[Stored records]
#####

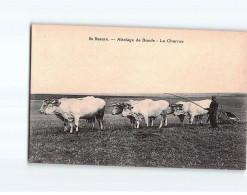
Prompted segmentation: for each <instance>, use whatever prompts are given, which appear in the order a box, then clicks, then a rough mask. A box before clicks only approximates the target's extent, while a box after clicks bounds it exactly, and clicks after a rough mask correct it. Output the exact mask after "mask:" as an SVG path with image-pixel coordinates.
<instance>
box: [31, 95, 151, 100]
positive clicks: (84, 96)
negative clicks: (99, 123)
mask: <svg viewBox="0 0 247 195" xmlns="http://www.w3.org/2000/svg"><path fill="white" fill-rule="evenodd" d="M86 96H94V97H98V98H102V99H104V98H114V97H116V98H117V97H123V96H122V95H68V94H31V97H30V99H31V100H45V99H59V98H83V97H86ZM124 97H125V98H136V97H138V98H146V97H147V96H124Z"/></svg>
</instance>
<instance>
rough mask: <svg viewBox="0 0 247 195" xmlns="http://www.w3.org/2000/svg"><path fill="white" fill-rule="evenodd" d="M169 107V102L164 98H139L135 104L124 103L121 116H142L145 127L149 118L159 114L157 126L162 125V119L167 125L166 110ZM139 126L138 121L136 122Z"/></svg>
mask: <svg viewBox="0 0 247 195" xmlns="http://www.w3.org/2000/svg"><path fill="white" fill-rule="evenodd" d="M168 109H169V103H168V102H167V101H165V100H158V101H153V100H151V99H146V100H141V101H138V102H137V103H135V104H132V105H131V104H125V106H124V108H123V112H122V116H125V117H126V116H128V115H131V114H136V115H141V116H143V118H144V120H145V123H146V125H147V127H148V126H149V120H148V119H149V118H156V117H158V116H161V120H160V125H159V128H161V127H162V125H163V121H164V123H165V126H167V111H168ZM137 128H139V123H138V124H137Z"/></svg>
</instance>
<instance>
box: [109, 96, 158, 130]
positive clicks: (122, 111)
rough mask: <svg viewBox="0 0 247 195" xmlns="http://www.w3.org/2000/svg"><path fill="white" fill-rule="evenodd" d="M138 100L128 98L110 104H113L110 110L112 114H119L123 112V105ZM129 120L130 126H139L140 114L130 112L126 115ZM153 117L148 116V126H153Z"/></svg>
mask: <svg viewBox="0 0 247 195" xmlns="http://www.w3.org/2000/svg"><path fill="white" fill-rule="evenodd" d="M138 102H139V101H134V100H129V101H127V102H125V103H117V104H112V105H113V106H114V108H113V110H112V115H120V114H122V112H123V109H124V107H126V106H127V105H134V104H136V103H138ZM126 117H127V118H128V119H129V120H130V124H131V126H132V128H139V125H140V120H141V119H142V118H143V117H142V116H141V115H140V114H135V113H130V114H129V115H127V116H126ZM154 120H155V117H149V123H150V126H153V123H154Z"/></svg>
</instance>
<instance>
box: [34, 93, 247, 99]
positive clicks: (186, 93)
mask: <svg viewBox="0 0 247 195" xmlns="http://www.w3.org/2000/svg"><path fill="white" fill-rule="evenodd" d="M176 95H179V96H181V97H186V98H195V99H199V98H210V97H211V96H212V95H216V96H218V97H247V94H243V93H214V94H213V93H198V94H195V93H191V94H190V93H183V94H182V93H181V94H178V93H176ZM86 96H94V97H98V98H102V99H107V98H119V97H124V98H162V97H163V98H169V99H170V98H174V99H177V97H174V96H172V95H169V96H167V95H164V94H134V95H130V94H126V95H125V94H121V95H116V94H113V95H105V94H104V95H94V94H93V95H90V94H80V95H76V94H73V95H72V94H31V95H30V100H44V99H53V98H55V99H59V98H83V97H86Z"/></svg>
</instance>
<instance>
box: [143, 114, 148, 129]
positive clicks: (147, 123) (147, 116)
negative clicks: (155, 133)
mask: <svg viewBox="0 0 247 195" xmlns="http://www.w3.org/2000/svg"><path fill="white" fill-rule="evenodd" d="M143 117H144V120H145V123H146V125H147V127H148V126H149V124H148V115H146V116H143Z"/></svg>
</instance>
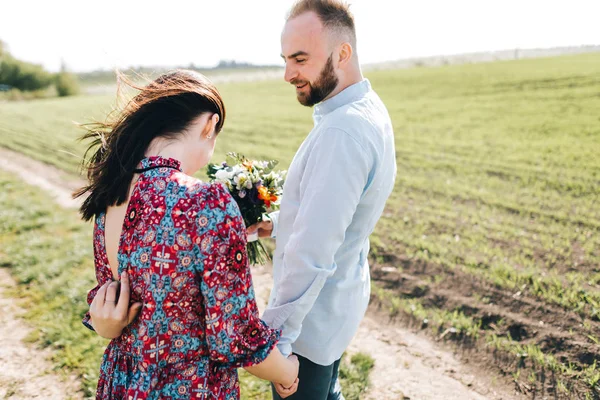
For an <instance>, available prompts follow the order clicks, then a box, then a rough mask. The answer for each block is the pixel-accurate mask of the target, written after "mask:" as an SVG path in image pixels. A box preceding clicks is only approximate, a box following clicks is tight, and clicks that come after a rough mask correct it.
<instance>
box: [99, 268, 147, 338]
mask: <svg viewBox="0 0 600 400" xmlns="http://www.w3.org/2000/svg"><path fill="white" fill-rule="evenodd" d="M119 286H120V289H121V290H120V294H119V295H118V296H119V299H118V301H117V293H118V292H119ZM129 291H130V288H129V276H128V275H127V272H123V274H122V275H121V282H107V283H105V284H104V285H102V287H101V288H100V289H99V290H98V293H96V297H94V300H92V304H91V305H90V316H91V323H92V326H93V327H94V330H95V331H96V333H98V335H100V336H102V337H104V338H107V339H114V338H116V337H119V336H120V335H121V332H122V331H123V328H125V327H126V326H127V325H129V323H130V322H131V321H133V320H134V319H135V317H136V316H137V314H138V312H139V311H140V309H141V308H142V303H134V304H132V305H131V307H129V308H128V306H129Z"/></svg>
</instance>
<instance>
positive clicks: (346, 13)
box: [287, 0, 356, 51]
mask: <svg viewBox="0 0 600 400" xmlns="http://www.w3.org/2000/svg"><path fill="white" fill-rule="evenodd" d="M310 11H312V12H314V13H315V14H317V16H318V17H319V19H320V20H321V23H322V24H323V26H324V27H325V28H327V29H329V30H331V31H333V32H335V33H337V34H340V35H343V36H347V39H348V41H349V42H350V44H351V45H352V47H353V48H354V49H355V51H356V29H355V27H354V16H353V15H352V13H351V12H350V6H349V5H348V4H347V3H345V2H343V1H341V0H298V1H296V3H294V5H293V6H292V9H291V10H290V12H289V14H288V17H287V20H288V21H289V20H290V19H292V18H295V17H297V16H299V15H301V14H304V13H307V12H310Z"/></svg>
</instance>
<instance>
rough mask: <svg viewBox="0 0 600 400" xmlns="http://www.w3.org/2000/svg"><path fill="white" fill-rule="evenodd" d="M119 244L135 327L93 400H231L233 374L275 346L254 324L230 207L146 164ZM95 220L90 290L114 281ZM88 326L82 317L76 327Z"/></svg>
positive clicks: (243, 231) (133, 328) (128, 327)
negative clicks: (127, 282)
mask: <svg viewBox="0 0 600 400" xmlns="http://www.w3.org/2000/svg"><path fill="white" fill-rule="evenodd" d="M140 169H141V171H143V172H141V174H140V177H139V179H138V181H137V183H136V184H135V187H134V189H133V193H132V195H131V198H130V201H129V205H128V208H127V214H126V217H125V221H124V222H123V227H122V233H121V237H120V241H119V252H118V260H119V275H120V274H122V273H123V272H124V271H127V273H128V274H129V276H130V282H131V299H130V301H131V303H134V302H142V303H143V307H142V310H141V311H140V313H139V315H138V317H137V318H136V319H135V321H134V322H132V323H131V324H130V325H129V326H128V327H127V328H125V329H124V330H123V332H122V334H121V336H120V337H118V338H116V339H113V340H112V341H111V342H110V344H109V345H108V347H107V349H106V351H105V353H104V357H103V360H102V365H101V368H100V380H99V382H98V390H97V394H96V398H97V399H171V400H175V399H228V400H229V399H238V398H239V382H238V377H237V370H236V368H239V367H244V366H249V365H253V364H257V363H260V362H261V361H263V360H264V359H265V358H266V357H267V355H268V354H269V353H270V351H271V350H272V349H273V347H274V346H275V344H276V343H277V340H278V339H279V335H280V331H279V330H274V329H271V328H269V327H268V326H267V325H266V324H265V323H264V322H263V321H261V320H260V318H259V316H258V309H257V307H256V302H255V300H254V291H253V288H252V277H251V275H250V268H249V265H248V260H247V254H246V233H245V226H244V222H243V219H242V216H241V214H240V211H239V209H238V207H237V204H236V203H235V201H234V200H233V198H232V197H231V195H230V194H229V193H228V191H227V190H226V189H225V188H224V187H223V186H222V185H220V184H206V183H202V182H200V181H198V180H197V179H195V178H192V177H189V176H187V175H185V174H184V173H183V172H182V171H181V167H180V163H179V162H178V161H177V160H174V159H168V158H162V157H150V158H145V159H143V160H142V161H141V164H140ZM104 222H105V214H104V213H102V214H100V215H98V217H97V218H96V223H95V226H94V256H95V265H96V276H97V279H98V286H96V287H95V288H94V289H92V290H91V291H90V292H89V295H88V303H90V304H91V302H92V300H93V299H94V296H95V295H96V293H97V291H98V289H99V288H100V286H102V285H103V284H104V283H106V282H109V281H111V280H112V272H111V269H110V266H109V264H108V259H107V255H106V249H105V241H104ZM83 322H84V324H85V325H86V326H88V327H89V328H91V326H90V324H89V314H88V315H86V316H85V318H84V321H83Z"/></svg>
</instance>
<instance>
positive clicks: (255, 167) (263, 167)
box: [207, 152, 286, 264]
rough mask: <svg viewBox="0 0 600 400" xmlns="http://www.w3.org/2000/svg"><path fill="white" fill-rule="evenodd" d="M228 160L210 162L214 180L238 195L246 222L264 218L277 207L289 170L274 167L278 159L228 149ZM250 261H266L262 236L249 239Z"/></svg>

#####

Copy out every line of the items above that contains the word "correct".

## Response area
Prompted segmentation: for each <instance>, use whatever prompts are given, which appear in the order a box, then clicks, then a rough mask. A box before clicks only approximates the target's extent, while a box after clicks bounds it exactly, and clicks after a rough mask correct it. Output the exact mask after "mask:" as an SVG path with image-pixel coordinates.
For an <instance>, available prompts follow the order clicks, then a box, then a rough mask. The answer for each block is the pixel-accurate mask of the target, written after "mask:" as an SVG path in image pixels. A box preceding clicks is only approximate, a box following clicks is tight, and clicks that come after a rough mask correct it.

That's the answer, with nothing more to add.